Request
Edit the lines from the first one through the line containing "xmin=447 ymin=237 xmax=578 ymax=253", replacing "cluster of buildings" with "group of houses" and leaving everything else unchanged. Return only those lines.

START Supplied records

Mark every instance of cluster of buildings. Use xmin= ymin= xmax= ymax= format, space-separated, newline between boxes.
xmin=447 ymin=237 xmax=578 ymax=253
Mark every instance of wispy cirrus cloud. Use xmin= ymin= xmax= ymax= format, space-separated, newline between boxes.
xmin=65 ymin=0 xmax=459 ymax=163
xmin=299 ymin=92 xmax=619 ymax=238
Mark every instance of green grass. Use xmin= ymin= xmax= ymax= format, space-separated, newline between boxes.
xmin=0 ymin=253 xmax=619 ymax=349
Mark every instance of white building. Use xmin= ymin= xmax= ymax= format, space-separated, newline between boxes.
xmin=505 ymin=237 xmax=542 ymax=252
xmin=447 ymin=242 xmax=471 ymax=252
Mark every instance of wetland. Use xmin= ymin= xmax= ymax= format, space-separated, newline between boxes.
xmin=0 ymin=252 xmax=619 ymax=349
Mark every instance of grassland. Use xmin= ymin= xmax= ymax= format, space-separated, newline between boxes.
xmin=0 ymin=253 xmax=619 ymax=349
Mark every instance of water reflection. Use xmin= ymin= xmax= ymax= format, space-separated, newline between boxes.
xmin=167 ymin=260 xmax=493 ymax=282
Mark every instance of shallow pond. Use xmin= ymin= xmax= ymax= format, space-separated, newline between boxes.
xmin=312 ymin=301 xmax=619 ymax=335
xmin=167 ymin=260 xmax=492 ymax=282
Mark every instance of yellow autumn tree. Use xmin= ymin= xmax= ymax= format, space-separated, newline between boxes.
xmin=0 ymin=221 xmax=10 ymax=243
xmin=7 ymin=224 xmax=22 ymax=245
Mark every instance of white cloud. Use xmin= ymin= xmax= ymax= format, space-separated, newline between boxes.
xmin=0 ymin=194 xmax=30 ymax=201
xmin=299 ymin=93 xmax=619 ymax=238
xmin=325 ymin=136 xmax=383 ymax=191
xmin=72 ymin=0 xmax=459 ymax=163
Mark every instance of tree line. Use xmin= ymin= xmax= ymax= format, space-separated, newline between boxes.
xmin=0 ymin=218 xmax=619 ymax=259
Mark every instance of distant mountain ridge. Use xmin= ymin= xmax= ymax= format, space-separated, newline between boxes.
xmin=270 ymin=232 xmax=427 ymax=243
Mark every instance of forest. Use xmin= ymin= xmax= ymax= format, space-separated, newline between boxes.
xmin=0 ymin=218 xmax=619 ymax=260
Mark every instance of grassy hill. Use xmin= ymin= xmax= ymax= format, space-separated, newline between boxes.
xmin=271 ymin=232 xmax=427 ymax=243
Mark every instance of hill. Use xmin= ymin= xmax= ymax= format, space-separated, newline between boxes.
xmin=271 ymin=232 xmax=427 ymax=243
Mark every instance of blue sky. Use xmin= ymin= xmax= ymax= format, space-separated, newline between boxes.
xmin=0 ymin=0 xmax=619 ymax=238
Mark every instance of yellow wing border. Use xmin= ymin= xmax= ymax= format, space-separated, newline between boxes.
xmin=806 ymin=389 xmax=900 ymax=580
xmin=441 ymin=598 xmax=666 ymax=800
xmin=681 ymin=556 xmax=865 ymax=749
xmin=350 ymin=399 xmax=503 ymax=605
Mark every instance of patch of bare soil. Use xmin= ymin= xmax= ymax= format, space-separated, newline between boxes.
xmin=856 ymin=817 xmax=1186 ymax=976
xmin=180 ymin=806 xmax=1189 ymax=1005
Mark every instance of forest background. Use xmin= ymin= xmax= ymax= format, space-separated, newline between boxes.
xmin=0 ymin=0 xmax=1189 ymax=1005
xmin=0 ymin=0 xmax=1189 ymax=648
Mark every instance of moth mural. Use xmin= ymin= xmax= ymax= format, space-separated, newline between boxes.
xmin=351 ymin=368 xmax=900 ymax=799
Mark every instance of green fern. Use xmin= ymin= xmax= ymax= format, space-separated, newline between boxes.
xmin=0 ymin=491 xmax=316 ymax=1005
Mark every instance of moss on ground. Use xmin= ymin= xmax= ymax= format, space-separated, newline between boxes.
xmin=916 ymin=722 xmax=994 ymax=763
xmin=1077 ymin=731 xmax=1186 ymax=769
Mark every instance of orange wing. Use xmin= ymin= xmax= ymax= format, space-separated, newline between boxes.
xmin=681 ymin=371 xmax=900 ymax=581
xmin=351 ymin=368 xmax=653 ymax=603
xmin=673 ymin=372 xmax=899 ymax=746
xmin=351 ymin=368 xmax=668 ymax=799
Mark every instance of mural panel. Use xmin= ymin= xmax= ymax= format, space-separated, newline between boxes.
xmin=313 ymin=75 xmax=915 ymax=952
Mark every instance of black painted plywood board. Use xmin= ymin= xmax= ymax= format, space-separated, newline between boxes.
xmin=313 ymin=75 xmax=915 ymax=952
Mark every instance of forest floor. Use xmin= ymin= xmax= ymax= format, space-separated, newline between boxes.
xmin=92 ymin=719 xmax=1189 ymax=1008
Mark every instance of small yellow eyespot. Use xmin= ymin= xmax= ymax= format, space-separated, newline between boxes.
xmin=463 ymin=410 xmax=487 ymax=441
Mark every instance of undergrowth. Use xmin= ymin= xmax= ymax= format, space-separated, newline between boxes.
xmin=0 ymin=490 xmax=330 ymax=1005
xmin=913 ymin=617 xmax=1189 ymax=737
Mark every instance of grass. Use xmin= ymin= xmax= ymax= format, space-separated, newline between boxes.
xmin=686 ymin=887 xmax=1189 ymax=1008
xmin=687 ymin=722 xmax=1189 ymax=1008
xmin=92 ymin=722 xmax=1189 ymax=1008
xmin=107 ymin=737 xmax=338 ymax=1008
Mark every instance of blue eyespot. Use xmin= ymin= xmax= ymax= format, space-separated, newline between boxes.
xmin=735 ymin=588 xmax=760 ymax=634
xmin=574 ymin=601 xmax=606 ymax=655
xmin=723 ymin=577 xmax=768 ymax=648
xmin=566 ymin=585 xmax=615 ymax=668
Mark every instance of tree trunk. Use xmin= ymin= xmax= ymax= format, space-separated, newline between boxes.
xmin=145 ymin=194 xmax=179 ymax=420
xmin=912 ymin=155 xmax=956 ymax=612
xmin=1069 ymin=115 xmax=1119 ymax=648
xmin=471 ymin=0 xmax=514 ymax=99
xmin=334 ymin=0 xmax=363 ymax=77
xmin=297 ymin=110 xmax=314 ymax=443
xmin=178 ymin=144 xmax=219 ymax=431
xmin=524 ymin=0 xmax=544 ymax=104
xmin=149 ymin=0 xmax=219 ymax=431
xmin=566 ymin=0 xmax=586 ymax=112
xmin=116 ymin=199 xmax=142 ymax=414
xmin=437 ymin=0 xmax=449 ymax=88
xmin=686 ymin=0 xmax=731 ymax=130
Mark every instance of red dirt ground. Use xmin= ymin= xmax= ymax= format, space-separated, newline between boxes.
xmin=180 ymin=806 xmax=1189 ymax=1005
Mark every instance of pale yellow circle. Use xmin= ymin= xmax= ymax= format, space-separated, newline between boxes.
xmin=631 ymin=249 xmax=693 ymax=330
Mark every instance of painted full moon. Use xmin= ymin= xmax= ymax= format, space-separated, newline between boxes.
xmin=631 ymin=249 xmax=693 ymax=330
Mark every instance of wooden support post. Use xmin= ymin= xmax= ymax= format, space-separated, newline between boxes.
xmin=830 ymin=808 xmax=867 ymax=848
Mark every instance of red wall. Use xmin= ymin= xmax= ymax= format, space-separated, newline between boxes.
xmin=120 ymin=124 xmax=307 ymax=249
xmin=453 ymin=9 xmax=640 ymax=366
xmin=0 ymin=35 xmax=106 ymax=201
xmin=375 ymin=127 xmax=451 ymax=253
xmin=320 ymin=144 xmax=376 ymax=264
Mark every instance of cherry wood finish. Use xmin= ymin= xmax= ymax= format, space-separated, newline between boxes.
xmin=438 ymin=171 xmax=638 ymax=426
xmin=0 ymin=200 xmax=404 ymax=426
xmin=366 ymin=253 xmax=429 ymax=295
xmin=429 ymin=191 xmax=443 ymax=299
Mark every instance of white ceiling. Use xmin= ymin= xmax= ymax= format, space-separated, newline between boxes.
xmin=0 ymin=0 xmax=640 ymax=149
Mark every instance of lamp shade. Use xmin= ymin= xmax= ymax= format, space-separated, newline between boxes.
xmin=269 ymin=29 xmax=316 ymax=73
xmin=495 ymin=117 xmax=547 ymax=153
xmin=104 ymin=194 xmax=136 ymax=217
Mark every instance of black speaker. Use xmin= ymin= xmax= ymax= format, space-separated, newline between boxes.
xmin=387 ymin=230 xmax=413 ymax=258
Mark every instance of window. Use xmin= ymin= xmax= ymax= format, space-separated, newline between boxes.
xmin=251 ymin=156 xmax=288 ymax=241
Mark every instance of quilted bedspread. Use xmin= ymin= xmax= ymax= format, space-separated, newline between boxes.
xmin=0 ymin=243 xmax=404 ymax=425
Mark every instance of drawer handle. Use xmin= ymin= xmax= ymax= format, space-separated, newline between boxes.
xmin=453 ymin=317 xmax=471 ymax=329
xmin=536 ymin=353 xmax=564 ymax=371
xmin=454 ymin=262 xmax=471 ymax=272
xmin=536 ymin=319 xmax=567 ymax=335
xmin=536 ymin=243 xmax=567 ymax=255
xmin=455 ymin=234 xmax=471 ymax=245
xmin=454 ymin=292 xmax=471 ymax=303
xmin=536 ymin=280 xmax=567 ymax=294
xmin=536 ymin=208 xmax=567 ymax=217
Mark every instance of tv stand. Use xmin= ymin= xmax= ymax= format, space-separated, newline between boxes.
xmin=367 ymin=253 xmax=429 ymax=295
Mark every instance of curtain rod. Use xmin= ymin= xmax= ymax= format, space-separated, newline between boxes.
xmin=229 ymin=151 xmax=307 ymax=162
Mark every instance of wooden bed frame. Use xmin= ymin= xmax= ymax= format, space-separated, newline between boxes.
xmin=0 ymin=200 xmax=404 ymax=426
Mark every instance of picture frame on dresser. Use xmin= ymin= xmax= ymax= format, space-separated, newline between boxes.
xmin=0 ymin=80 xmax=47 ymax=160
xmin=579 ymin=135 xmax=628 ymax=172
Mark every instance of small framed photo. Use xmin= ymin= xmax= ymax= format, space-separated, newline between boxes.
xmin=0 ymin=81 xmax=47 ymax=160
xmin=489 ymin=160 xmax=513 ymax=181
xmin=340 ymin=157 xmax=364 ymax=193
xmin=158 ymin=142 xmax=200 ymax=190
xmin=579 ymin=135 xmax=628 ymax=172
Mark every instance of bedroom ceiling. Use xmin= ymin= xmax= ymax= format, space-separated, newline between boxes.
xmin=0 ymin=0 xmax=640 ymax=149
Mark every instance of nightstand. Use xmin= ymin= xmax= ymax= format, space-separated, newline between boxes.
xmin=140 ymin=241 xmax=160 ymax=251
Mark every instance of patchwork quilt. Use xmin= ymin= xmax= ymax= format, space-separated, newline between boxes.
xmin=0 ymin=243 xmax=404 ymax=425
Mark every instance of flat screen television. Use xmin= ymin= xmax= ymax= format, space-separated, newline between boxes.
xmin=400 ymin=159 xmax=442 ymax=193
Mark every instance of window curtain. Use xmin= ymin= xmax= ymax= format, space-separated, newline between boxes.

END Supplied records

Response to the task
Mark every instance of group of houses. Use xmin= ymin= xmax= ymax= format, space-separated, newline between boxes.
xmin=447 ymin=237 xmax=578 ymax=253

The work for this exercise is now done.